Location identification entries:
START

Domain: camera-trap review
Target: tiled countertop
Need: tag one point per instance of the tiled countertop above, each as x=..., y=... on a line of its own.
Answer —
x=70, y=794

END

▸ Task description
Rewrite the material with every "tiled countertop" switched to "stone countertop", leaving everything else unchanged.

▸ Response for this exercise
Domain: camera-trap review
Target: stone countertop
Need: tag one point per instance of the stone countertop above, each as x=..., y=... on a line of its own.
Answer —
x=70, y=794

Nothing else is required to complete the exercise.